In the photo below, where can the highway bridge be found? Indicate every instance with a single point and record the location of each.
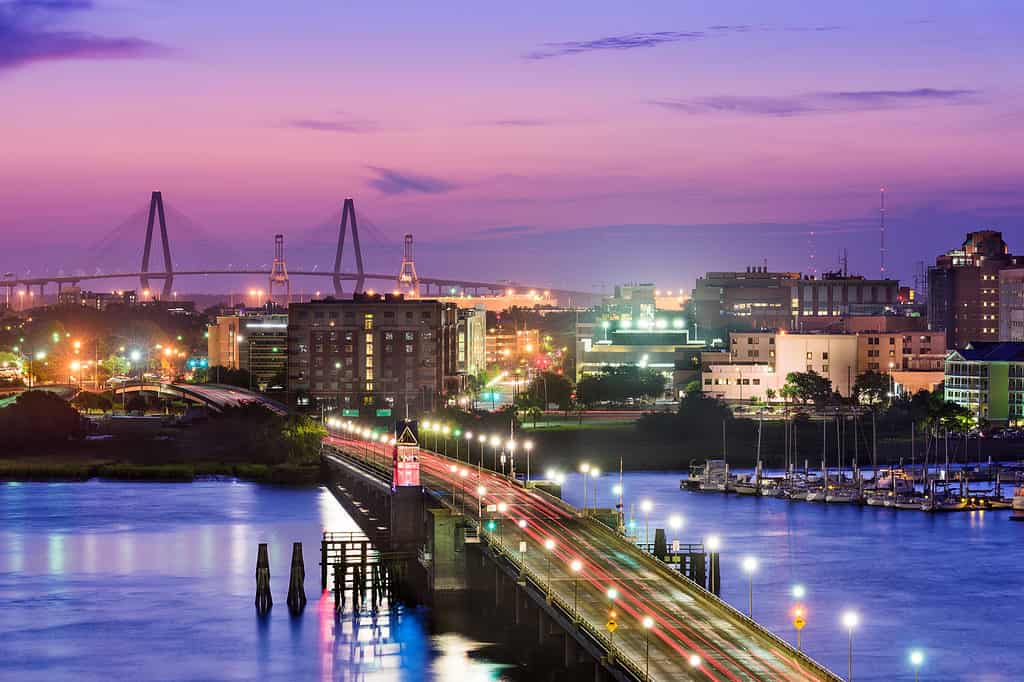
(665, 626)
(278, 274)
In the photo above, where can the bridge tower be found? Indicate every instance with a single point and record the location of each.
(157, 211)
(279, 270)
(409, 281)
(348, 221)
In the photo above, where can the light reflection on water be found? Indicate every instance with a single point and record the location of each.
(103, 581)
(945, 583)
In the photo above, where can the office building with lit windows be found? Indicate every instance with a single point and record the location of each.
(987, 378)
(964, 289)
(372, 355)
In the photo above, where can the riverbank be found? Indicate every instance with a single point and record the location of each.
(152, 460)
(45, 469)
(640, 451)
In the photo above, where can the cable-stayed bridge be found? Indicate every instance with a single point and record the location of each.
(158, 265)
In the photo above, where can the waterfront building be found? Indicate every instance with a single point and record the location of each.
(508, 347)
(1012, 304)
(472, 340)
(222, 341)
(758, 361)
(759, 299)
(660, 343)
(964, 289)
(256, 342)
(371, 354)
(987, 378)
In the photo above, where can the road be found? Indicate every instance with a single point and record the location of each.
(687, 621)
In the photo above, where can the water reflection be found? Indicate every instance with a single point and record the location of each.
(110, 580)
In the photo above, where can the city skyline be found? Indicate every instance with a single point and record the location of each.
(527, 134)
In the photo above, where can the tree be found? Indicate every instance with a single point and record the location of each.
(40, 417)
(870, 387)
(808, 387)
(88, 400)
(552, 387)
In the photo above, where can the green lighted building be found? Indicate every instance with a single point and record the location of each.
(987, 378)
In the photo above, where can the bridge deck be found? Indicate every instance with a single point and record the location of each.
(687, 620)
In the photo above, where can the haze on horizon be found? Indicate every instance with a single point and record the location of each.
(578, 144)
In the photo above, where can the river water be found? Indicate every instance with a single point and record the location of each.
(948, 585)
(109, 580)
(119, 581)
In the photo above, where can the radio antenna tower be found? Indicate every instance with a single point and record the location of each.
(279, 270)
(409, 281)
(882, 226)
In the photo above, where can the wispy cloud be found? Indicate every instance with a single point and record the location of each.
(819, 102)
(391, 181)
(624, 42)
(518, 123)
(30, 33)
(629, 41)
(333, 125)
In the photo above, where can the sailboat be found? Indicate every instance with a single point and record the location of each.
(751, 483)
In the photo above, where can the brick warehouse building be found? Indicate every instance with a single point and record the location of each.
(372, 355)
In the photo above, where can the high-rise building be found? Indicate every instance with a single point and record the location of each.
(759, 299)
(964, 289)
(263, 350)
(371, 354)
(987, 378)
(222, 341)
(255, 342)
(472, 340)
(1012, 304)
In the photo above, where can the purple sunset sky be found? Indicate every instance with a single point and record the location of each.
(576, 143)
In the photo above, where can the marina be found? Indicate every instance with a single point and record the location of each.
(942, 480)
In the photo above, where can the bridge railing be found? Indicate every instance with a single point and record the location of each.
(682, 581)
(595, 632)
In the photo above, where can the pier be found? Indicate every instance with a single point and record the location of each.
(571, 589)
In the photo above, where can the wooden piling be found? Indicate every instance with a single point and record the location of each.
(296, 585)
(263, 599)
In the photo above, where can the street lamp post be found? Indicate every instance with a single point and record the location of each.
(502, 508)
(495, 441)
(612, 594)
(645, 507)
(528, 445)
(584, 469)
(850, 621)
(916, 658)
(648, 623)
(577, 566)
(549, 545)
(751, 567)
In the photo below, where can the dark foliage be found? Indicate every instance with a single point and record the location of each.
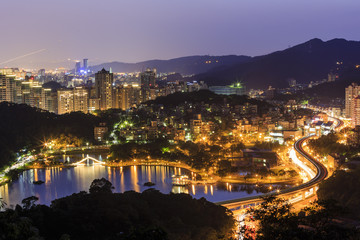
(129, 215)
(348, 196)
(276, 220)
(24, 127)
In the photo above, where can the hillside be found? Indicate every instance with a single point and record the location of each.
(309, 61)
(328, 92)
(184, 65)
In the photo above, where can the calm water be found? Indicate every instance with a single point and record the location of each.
(60, 182)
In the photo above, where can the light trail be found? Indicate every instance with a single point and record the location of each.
(301, 164)
(22, 56)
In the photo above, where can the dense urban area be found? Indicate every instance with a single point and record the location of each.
(288, 155)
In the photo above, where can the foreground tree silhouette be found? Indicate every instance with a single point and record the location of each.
(101, 186)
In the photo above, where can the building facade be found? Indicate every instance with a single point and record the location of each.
(104, 89)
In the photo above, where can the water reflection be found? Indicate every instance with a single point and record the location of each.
(60, 182)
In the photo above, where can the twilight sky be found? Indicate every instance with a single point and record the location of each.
(137, 30)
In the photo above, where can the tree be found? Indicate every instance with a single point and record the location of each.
(29, 202)
(273, 219)
(101, 186)
(2, 203)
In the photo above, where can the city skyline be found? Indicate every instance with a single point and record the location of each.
(136, 31)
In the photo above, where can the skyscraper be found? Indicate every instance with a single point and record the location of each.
(73, 100)
(147, 79)
(77, 67)
(85, 64)
(7, 88)
(355, 112)
(351, 92)
(104, 91)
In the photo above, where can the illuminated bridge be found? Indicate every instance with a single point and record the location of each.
(316, 170)
(87, 159)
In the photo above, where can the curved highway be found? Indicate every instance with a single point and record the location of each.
(321, 174)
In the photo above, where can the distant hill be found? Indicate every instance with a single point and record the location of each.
(327, 92)
(184, 65)
(309, 61)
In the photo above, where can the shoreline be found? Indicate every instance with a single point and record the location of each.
(209, 179)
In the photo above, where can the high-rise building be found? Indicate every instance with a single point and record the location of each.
(351, 92)
(355, 112)
(127, 96)
(104, 88)
(81, 99)
(7, 88)
(85, 64)
(41, 75)
(65, 101)
(77, 67)
(147, 80)
(73, 100)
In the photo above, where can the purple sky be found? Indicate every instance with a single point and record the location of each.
(137, 30)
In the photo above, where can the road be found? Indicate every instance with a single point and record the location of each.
(293, 194)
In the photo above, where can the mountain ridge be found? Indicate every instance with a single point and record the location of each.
(187, 65)
(305, 62)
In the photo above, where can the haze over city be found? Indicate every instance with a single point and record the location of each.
(179, 120)
(133, 31)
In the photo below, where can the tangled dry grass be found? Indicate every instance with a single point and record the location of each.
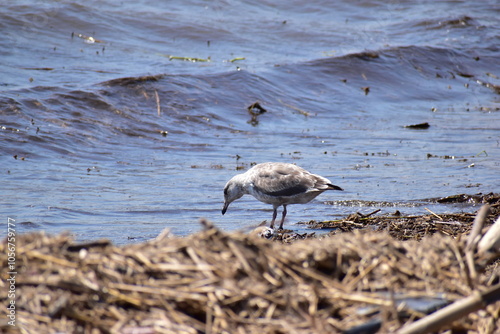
(216, 282)
(361, 281)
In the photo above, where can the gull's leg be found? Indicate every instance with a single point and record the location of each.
(283, 218)
(275, 213)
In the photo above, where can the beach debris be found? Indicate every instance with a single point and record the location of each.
(214, 282)
(420, 126)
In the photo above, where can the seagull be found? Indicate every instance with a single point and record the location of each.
(278, 184)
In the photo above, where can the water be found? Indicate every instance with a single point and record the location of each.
(84, 148)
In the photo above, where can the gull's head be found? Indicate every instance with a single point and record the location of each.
(232, 191)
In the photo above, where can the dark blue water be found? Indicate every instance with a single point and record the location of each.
(106, 132)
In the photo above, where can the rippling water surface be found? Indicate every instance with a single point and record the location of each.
(120, 119)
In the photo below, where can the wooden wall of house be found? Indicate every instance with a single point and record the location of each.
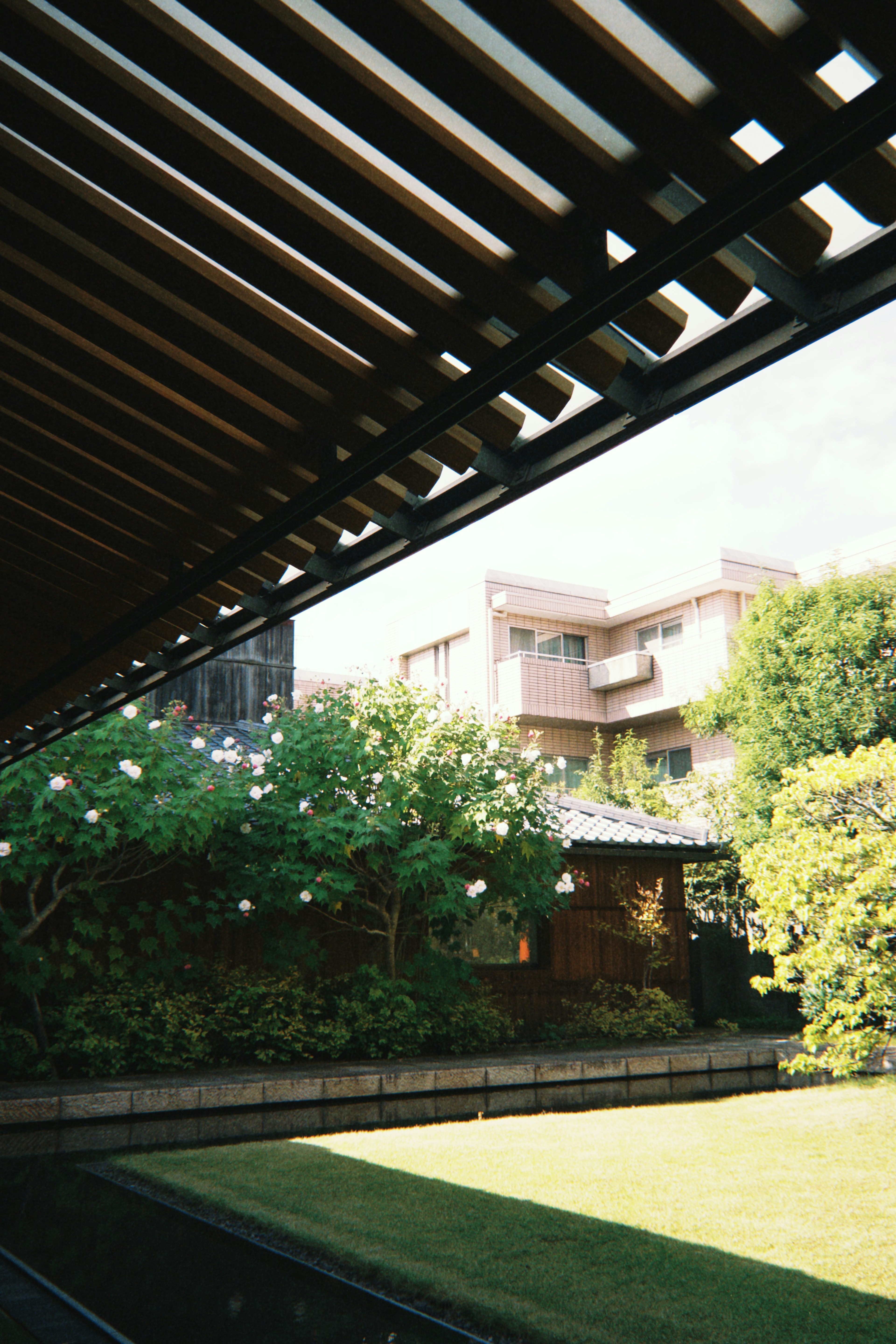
(234, 685)
(578, 947)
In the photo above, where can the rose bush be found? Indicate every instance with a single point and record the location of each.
(394, 814)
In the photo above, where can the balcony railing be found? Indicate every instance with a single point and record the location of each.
(545, 658)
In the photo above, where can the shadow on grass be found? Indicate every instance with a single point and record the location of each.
(518, 1265)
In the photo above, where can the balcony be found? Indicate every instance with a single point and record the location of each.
(545, 689)
(624, 670)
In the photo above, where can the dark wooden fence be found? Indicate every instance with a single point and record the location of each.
(578, 947)
(233, 687)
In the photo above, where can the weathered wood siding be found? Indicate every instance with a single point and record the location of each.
(578, 947)
(234, 685)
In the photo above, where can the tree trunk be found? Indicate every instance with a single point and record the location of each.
(41, 1034)
(392, 935)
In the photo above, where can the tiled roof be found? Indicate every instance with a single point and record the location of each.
(600, 824)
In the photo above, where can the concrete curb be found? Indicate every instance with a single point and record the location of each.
(92, 1100)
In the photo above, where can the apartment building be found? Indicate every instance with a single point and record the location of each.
(571, 662)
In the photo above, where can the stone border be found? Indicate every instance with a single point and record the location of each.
(99, 1101)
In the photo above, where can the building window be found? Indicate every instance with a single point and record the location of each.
(543, 644)
(570, 775)
(671, 765)
(667, 636)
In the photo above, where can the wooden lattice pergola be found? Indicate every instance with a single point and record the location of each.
(249, 249)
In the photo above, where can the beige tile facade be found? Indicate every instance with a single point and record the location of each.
(554, 698)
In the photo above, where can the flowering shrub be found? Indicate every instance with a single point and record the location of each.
(111, 803)
(394, 814)
(621, 1011)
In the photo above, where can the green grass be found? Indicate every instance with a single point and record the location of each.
(758, 1220)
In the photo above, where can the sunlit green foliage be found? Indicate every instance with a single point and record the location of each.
(825, 885)
(813, 674)
(397, 815)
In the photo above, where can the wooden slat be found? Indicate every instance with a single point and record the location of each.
(420, 140)
(275, 197)
(575, 49)
(758, 74)
(518, 119)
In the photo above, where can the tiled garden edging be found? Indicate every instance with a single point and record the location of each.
(198, 1092)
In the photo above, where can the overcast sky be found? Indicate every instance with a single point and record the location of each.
(793, 461)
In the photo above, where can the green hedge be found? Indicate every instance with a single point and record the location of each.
(617, 1012)
(233, 1018)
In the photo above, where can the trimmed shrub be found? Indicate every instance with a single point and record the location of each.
(130, 1029)
(268, 1019)
(375, 1017)
(19, 1054)
(233, 1018)
(476, 1022)
(623, 1011)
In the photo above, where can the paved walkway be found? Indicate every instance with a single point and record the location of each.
(202, 1091)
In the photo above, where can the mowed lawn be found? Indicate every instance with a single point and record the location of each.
(758, 1220)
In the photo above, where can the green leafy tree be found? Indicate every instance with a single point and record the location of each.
(825, 885)
(813, 674)
(626, 782)
(715, 893)
(397, 815)
(112, 803)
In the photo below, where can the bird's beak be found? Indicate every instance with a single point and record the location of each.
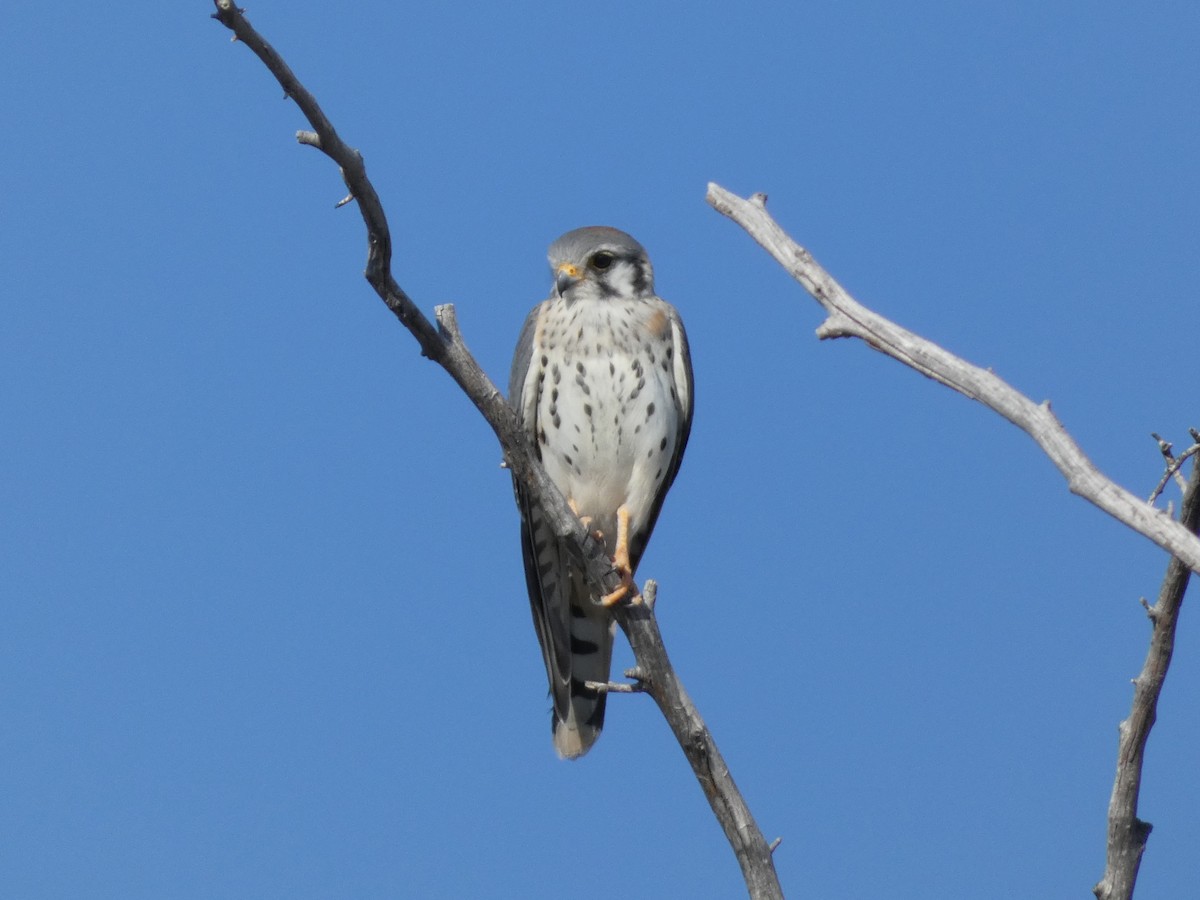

☆ ☆ ☆ ☆

### Problem details
Reproduce the listing's lines between the line holding "In the photo above, where can the trimmed" and the line holding "(623, 1011)", inclusive, with no changes.

### Answer in full
In the photo above, where can the trimmed shrub be found? Indicate every instance with a single point and record the location of each.
(130, 1029)
(268, 1019)
(375, 1017)
(19, 1054)
(233, 1018)
(476, 1022)
(623, 1011)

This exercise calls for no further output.